[EXERCISE DIRECTIONS]: Reproduce the material verbatim, beginning at the line containing "Segment every instance of the green grass." and continuing through the end of the material, including both ends.

====================

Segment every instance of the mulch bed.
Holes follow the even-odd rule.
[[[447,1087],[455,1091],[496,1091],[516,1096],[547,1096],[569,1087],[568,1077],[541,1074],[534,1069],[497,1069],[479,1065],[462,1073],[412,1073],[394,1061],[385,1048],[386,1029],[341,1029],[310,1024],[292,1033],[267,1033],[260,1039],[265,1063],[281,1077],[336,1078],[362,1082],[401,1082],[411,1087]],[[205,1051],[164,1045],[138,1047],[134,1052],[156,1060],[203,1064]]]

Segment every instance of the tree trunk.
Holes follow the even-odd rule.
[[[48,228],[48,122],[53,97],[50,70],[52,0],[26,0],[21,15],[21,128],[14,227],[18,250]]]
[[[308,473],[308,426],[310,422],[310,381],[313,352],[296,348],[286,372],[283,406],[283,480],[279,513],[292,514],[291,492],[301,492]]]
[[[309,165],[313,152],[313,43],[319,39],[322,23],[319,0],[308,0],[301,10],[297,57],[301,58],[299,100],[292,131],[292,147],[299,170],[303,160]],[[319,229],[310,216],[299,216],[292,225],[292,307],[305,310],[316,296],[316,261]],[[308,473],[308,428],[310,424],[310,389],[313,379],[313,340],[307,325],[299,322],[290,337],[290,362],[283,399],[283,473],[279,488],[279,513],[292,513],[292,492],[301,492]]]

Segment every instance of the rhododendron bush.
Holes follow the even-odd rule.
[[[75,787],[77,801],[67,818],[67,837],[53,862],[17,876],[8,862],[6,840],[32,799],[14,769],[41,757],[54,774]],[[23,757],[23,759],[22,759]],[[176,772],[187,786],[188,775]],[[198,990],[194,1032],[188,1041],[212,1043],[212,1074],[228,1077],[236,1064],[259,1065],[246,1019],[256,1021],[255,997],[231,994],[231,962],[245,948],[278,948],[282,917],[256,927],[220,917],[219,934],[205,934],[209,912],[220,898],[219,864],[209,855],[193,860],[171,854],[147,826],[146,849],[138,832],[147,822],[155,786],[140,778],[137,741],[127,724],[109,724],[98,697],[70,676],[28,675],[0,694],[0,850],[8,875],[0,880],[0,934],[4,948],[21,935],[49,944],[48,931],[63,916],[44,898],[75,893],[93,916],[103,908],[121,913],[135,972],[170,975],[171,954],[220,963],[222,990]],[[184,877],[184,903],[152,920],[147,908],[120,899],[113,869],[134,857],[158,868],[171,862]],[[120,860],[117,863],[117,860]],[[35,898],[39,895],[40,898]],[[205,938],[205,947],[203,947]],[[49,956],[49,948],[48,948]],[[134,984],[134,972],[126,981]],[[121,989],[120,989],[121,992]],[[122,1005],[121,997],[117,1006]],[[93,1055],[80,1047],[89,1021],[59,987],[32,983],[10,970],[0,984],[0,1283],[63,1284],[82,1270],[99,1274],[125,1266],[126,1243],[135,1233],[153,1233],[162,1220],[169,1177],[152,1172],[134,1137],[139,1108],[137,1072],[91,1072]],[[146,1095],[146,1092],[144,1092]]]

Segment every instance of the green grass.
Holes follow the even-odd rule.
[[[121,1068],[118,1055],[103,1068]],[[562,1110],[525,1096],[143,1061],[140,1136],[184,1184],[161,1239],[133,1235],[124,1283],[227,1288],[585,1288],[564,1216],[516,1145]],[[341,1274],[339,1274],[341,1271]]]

====================

[SOLUTION]:
Segment every instance of the green grass.
Holes follow the even-odd rule.
[[[121,1068],[118,1055],[103,1068]],[[562,1110],[525,1096],[143,1061],[140,1136],[184,1184],[161,1239],[133,1235],[124,1283],[227,1288],[585,1288],[564,1216],[516,1145]],[[341,1274],[339,1274],[341,1271]]]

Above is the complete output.